◆ **Texte fourni**:
◆ ◆ ◆ ◆ ◆ ◆ ◆

Nous sommes dimanche, il est 10h30, et je me réveille tout juste de ma grasse-matinée ramadanesque. A mon inactivité matinale, s'oppose le flux incessant d'actualités Facebook.

Dans le lot, je repère la publication d'un ami, actif dans la société civile. Il s'attriste des trois jours de congés accordés pour l'Aïd, inconcevable selon lui, alors que notre économie est encore en berne. Mais ce n'est pas le seul à se plaindre, quelques vidéos drôles, mises à jour sentimentales et articles plus tard, une autre amie partage une pétition pour la suppression de la séance unique en Tunisie. La pétition réunit quelques 1000 signatures, soit une mobilisation plutôt marginale, mais témoin d'un phénomène qui a de plus en plus d'écho dans la société.

Les héritiers de Bourguiba

Ce mouvement de contestation n'est pas tant inédit. Déjà dans les années soixante, Bourguiba nargue les jeûneurs en buvant son jus d'orange à la télévision publique, et cela en plein ramadan.

◆ ◆ ◆ ◆ ◆ ◆ ◆

◆ **Consignes**:
1. Indiquez par oui ou par non si chaque affirmation concorde avec le texte fourni, en citant les mots qui tranchent.
(a) La pétition partagée réunit environ 1000 signatures.
(b) L'ami actif dans la société civile se réjouit des trois jours de congés accordés pour l'Aïd.
(c) Bourguiba buvait son jus d'orange à la radio publique.
2. Traduisez en anglais cette phrase du texte fourni : « Déjà dans les années soixante, Bourguiba nargue les jeûneurs en buvant son jus d'orange à la télévision publique, et cela en plein ramadan. »
3. Répondez brièvement à partir du texte fourni :
(a) À quelle heure prend fin la grasse-matinée évoquée au début ?
(b) Que demande la pétition partagée par une amie ?
(c) À quelle décennie remonte le geste de Bourguiba ?

[Enregistrements d'étiquetage de lieux]
◆ ◆ ◆ ◆ ◆ ◆ ◆

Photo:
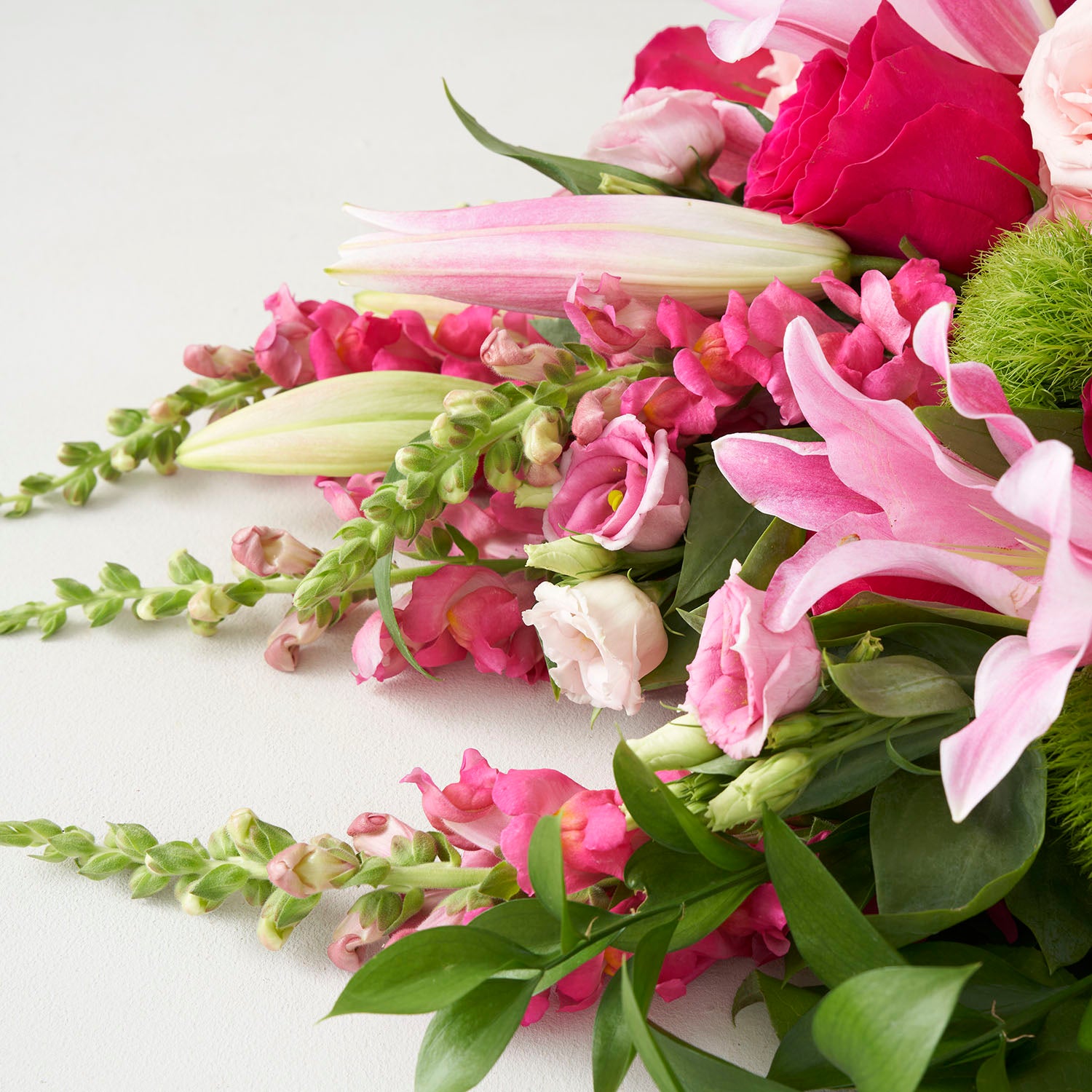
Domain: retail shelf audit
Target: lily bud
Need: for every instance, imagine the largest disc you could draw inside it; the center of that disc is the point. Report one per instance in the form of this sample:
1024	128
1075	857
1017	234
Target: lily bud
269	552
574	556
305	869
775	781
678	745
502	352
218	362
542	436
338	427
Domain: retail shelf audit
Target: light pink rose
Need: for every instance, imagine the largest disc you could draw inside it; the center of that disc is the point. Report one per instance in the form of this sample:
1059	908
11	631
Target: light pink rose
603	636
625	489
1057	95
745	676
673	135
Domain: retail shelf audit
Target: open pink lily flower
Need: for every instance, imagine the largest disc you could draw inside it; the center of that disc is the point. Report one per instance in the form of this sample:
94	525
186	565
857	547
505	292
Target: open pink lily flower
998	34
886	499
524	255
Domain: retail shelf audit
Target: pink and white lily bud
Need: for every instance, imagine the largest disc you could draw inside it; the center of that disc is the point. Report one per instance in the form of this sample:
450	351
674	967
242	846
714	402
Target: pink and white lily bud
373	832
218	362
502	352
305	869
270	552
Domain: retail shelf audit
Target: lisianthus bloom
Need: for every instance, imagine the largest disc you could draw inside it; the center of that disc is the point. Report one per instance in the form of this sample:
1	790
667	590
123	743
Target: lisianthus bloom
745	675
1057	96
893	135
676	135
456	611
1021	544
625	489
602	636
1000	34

◆ ◆ ◆ ◆ ◆ ◆ ◆

◆ **Réponses détaillées**:
1.
(a) Oui : « La pétition réunit quelques 1000 signatures »
(b) Non : « Il s'attriste des trois jours de congés accordés pour l'Aïd »
(c) Non : « en buvant son jus d'orange à la télévision publique »

2. Back in the sixties, Bourguiba was already taunting those who were fasting by drinking his orange juice on public television, right in the middle of Ramadan.

3.
(a) À 10h30.
(b) La suppression de la séance unique en Tunisie.
(c) Aux années soixante.